● **Exercise A**
List every aspect of faith that the tribute to Keith Jones says he displayed.
● **Exercise B**
Restate the part of the tribute to Keith Jones beginning at the words "Keith Jones I" and stopping after "now with Him.", with "hope" replaced by "peace".

#### Source text ####

I heard his name before I ever even met him. Keith Jones, he works at a carpet shop he will set you up with a good deal. That’s all it took for me to go and meet this “Keith Jones”. When I arrived at the store I asked the sales person about Keith. As he walked up to me he said, “Howdy, Kid!” I told him from across the way that I was from St. Bernard and he hugged me. He didn’t even know me but he hugged me the first time we ever laid eyes on each other. Well, it all grew from there. He was on a retreat that I helped to lead and I sat in awe as I listened to him talk about God with the hope of a child and the clarity of one who intimately knows God. I asked that he be on the next retreat that I led as a table leader and we really formed a friendship.
A few days before the retreat he visited me and my family. He brought treats for my children and this crazy poster board illustrating how I would be gone but my husband would try to be a mom in my place. Each part had a little prize to it. That day he said to my children “Just call me crazy man.” That name stuck and every time we saw him my children would say look its crazy man. He was crazy in relation to our culture that is guarded and negative. He always had a smile on his face and hope in his heart.
When I heard he had cancer I went to see him and he talked about the blessing that cancer was in his life. Yep, that’s just crazy, I thought to myself but really it was just Keith. Not long after the diagnosis my oldest son chose Keith as his confirmation sponsor because he displayed every aspect of faith there is to display; understanding, kindness, love, trust and an unbelievable relationship with God. They took the journey of confirmation together and Keith was so honored that Ethan chose him. I asked him to speak to Ethan’s class about his experience and he wowed the students and the teachers with his strength, trust, faith and encouragement. He had cancer but he lifted everyone up that he came into contact with.
When I found out that he was dying I was a mess, praying and crying, crying and praying. He passed away on a Sunday, a little resurrection – no more cancer, pain or death, at 3:00 the time that Jesus Christ died, what an honor. I just saw him laid out at the funeral home and it broke my heart. I stood and talked with his wife and his daughter, they are incredible extensions of his love and goodness but all I could selfishly think was I don’t want to talk to others I want to talk to Keith. I want to hug him and hear him say, “Lori, I want to be you when I grow up!”
The funeral home had Keith everywhere not just pictures and a video but treats, an autograph of Phillip Phillips, a boat that people signed and signs all around the room to lift your spirits. We wore name tags so we could talk and get to know each other. I was just waiting for Keith to say, “So, what do you think kid?” His was a life overflowing with joy so why shouldn’t his death be the same.
Keith Jones I will miss your voice, your hugs, your smiles and your enthusiasm. But a part of you will always remain within my soul because you filled it with hope, joy and love and the greatest of these was love and “Love never fails”. I love you Keith Jones and I know that you are resting peacefully in eternal bliss with God and He is proud of your life and happy that you are home now with Him.

#### Source material ####

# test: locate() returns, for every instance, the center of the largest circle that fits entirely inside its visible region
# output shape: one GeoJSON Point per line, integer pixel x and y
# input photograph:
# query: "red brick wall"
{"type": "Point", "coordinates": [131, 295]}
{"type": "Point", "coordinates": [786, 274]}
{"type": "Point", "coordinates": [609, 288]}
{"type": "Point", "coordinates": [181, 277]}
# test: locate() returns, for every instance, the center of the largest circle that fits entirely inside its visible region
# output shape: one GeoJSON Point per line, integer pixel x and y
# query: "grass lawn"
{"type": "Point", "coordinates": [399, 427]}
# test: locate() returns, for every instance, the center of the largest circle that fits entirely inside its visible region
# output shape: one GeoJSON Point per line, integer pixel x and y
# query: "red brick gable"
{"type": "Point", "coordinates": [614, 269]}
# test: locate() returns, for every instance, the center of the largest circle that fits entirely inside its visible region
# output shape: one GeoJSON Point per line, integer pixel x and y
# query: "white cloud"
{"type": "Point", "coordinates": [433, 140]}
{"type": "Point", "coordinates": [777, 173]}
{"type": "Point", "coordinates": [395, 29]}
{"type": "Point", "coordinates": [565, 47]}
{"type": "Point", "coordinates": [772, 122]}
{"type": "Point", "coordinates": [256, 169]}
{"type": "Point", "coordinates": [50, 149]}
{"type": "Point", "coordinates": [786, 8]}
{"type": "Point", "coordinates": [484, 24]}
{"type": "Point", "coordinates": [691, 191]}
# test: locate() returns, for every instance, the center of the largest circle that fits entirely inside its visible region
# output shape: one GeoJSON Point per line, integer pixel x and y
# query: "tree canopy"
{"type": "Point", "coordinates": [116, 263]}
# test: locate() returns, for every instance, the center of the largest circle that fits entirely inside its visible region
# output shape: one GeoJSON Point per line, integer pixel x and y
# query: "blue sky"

####

● **Final answer A**
understanding, kindness, love, trust, an unbelievable relationship with God

● **Final answer B**
Keith Jones I will miss your voice, your hugs, your smiles and your enthusiasm. But a part of you will always remain within my soul because you filled it with peace, joy and love and the greatest of these was love and “Love never fails”. I love you Keith Jones and I know that you are resting peacefully in eternal bliss with God and He is proud of your life and happy that you are home now with Him.